Copy out every line of the items below word for word, omitting the pictures.

(Stored entries)
-------
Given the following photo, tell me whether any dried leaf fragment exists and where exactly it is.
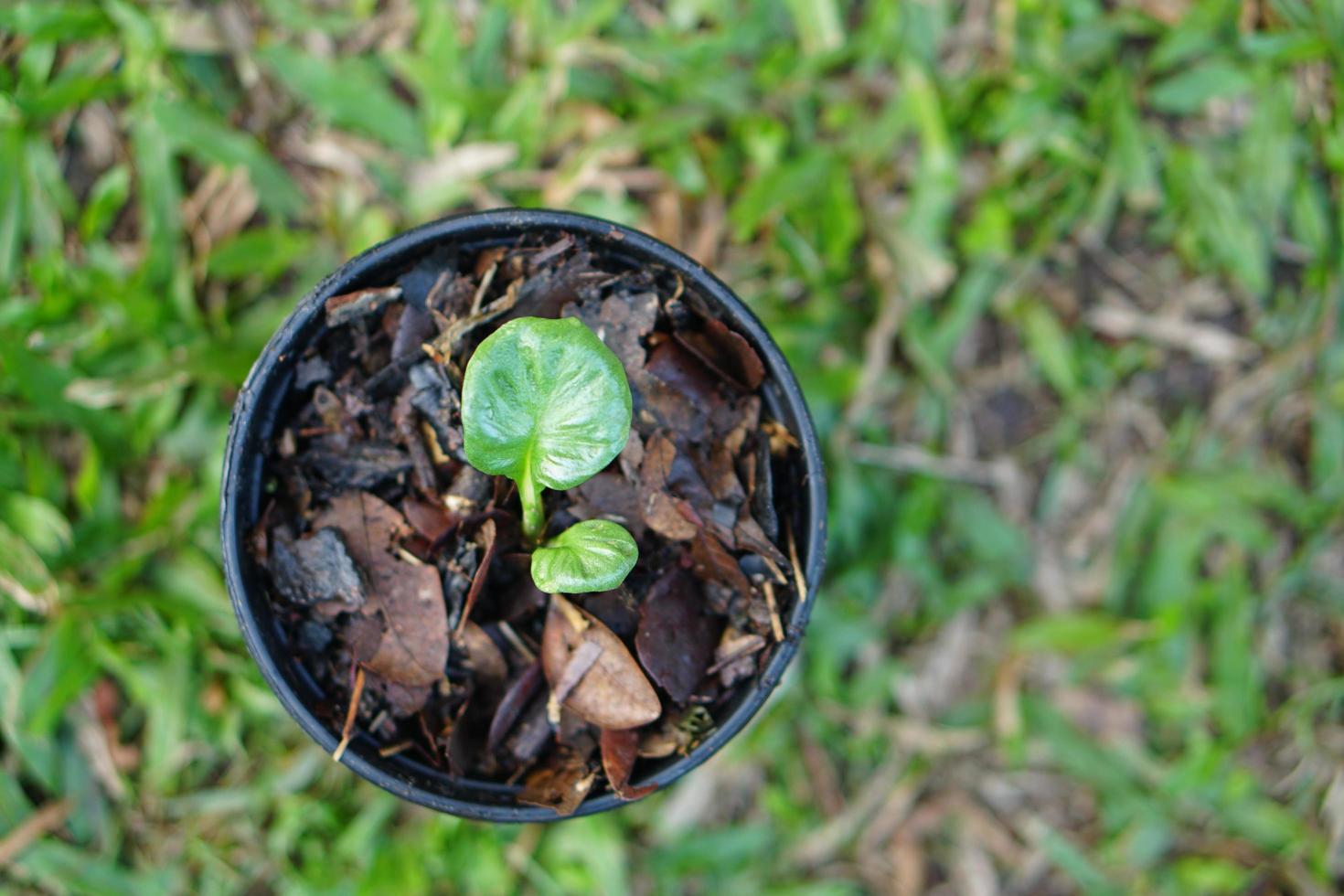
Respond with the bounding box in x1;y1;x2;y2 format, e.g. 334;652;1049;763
541;593;663;728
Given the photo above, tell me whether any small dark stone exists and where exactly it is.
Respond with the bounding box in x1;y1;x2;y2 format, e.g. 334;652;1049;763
304;442;411;489
270;529;366;610
298;619;332;653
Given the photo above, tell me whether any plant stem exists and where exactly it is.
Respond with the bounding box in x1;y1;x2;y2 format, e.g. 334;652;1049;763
517;475;546;544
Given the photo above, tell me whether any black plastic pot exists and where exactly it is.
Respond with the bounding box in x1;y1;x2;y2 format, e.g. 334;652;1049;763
220;209;827;822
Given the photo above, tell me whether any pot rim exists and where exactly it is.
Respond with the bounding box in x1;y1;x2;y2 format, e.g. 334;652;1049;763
219;208;827;822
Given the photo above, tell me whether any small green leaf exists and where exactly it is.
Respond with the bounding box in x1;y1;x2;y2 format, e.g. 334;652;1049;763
463;317;630;536
532;520;640;593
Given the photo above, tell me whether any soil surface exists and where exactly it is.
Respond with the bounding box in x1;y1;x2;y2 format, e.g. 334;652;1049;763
251;234;803;814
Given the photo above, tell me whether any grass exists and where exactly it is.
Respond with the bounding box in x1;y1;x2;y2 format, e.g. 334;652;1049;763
0;0;1344;893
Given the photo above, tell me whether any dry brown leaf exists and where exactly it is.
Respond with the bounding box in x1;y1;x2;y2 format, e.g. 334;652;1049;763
541;593;663;728
635;567;720;702
598;730;657;799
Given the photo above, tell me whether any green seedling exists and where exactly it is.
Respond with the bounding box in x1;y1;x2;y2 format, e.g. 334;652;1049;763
463;317;638;593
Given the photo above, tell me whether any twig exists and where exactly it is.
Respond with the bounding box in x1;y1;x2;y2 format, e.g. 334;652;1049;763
761;581;784;641
471;262;500;315
332;667;364;762
789;523;807;603
453;520;495;638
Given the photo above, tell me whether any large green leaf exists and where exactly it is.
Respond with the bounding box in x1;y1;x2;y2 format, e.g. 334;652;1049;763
463;317;630;489
532;520;640;593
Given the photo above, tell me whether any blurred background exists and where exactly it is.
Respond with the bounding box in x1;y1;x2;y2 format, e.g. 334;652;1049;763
0;0;1344;896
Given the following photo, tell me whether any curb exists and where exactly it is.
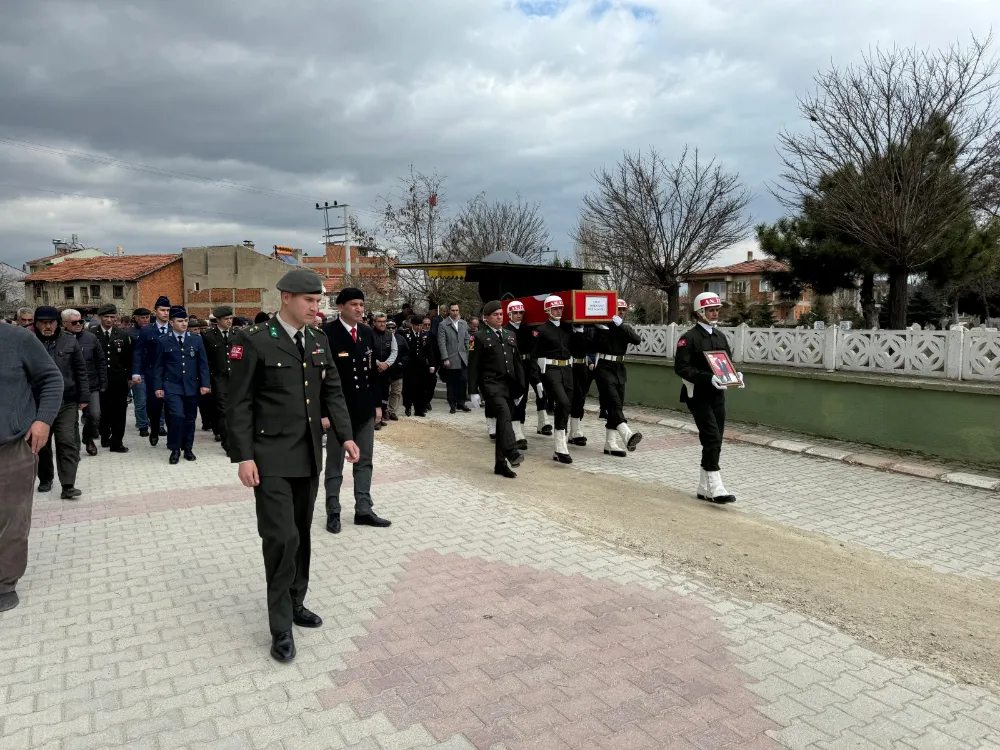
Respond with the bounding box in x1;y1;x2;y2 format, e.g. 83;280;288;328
584;404;1000;492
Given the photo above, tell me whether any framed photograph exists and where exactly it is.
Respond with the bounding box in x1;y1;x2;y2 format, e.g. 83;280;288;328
704;351;740;388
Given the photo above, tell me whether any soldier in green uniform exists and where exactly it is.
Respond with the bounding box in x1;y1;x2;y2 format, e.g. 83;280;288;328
226;268;360;662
-------
• _The result_:
Given the following photo, tell me whether any dried leaf fragment exists and where exactly it is.
Respond with the bounding box in x1;y1;x2;y2 format, e.g. 334;652;1049;763
541;593;663;728
Given the photo above, tell me whether any small dark stone exists and where exactly it is.
Respond with the bounding box in x1;y1;x2;y2 format, e.g. 334;652;1049;763
304;442;411;489
270;529;366;610
298;619;332;653
Given the photo above, tell me whether any plant stem exists and where exactly it is.
Respond with the bounding box in x1;y1;x2;y2 format, e.g. 334;652;1049;763
517;475;546;544
Given the photo above, tell me whether any black plastic pot exists and where exactly it is.
Respond with the bounding box in x1;y1;x2;y2 format, e.g. 334;652;1049;763
220;209;827;822
Given the photo above, tell me whether any pot rim exists and where exactly it is.
Respond with the bounding box in x1;y1;x2;y2 format, e.g. 334;652;1049;763
219;208;827;822
Given the photo above, tell me whether any small green leaf exists and where exactly it is.
Respond with the bounding box in x1;y1;x2;y2 format, e.g. 334;652;1049;763
463;317;630;536
532;520;640;593
Given the photo above, tell me whether any soil surface exists and where exactly it is.
Respond with the bounding box in x1;y1;x2;y2 format, e.g. 334;652;1049;763
251;234;803;814
Given the photo above, tell me whether any grass exists and where exactly it is.
Respond with the bounding box in x1;y1;x2;y2 format, e.g. 334;652;1049;763
0;0;1344;893
Given the photo above, tell me whether any dry brown leaf exists and where exactly it is.
Respond with the bounding box in x1;y1;x2;y2 format, e.g. 334;652;1049;763
541;593;663;728
635;567;720;702
598;730;657;799
Given the photo above, tell me whether any green seedling exists and where exactly it is.
Respond with the bounding box in x1;y1;x2;y2 format, e.g. 334;652;1049;763
463;317;638;593
Given the photo above, tell me whether any twig exists and where exactly it is.
Respond with the bounding box in x1;y1;x2;y2 format, e.g. 334;652;1049;763
761;581;784;641
471;262;500;315
332;667;364;762
789;523;807;603
453;520;495;638
Given the photo above, tell me whether any large green leaf exists and where exactly it is.
Respond with the bounding box in x1;y1;x2;y2 format, e.g. 334;652;1049;763
463;317;630;489
532;520;640;593
Given the photo above, tell me whether any blurred background exists and where exactly it is.
Respond with the bounding box in x1;y1;x2;y2 format, e.g. 334;652;1049;763
0;0;1344;896
Given the following photo, tell me whether any curb exists and where exactly it is.
Respond with the bounding box in x1;y1;x2;y2 format, e.g. 83;280;288;328
584;404;1000;492
Given the photo above, tell me whether any framed photograph exists and where exactly it is.
Respond with the bounding box in x1;y1;x2;y2 format, e.g. 83;280;288;328
704;351;740;388
Given the photo above, tell me whether any soldier in green uniform exists and where exactly it is.
Respond with the bounding box in x1;y1;x2;y2 format, e.g. 83;280;288;328
226;268;360;662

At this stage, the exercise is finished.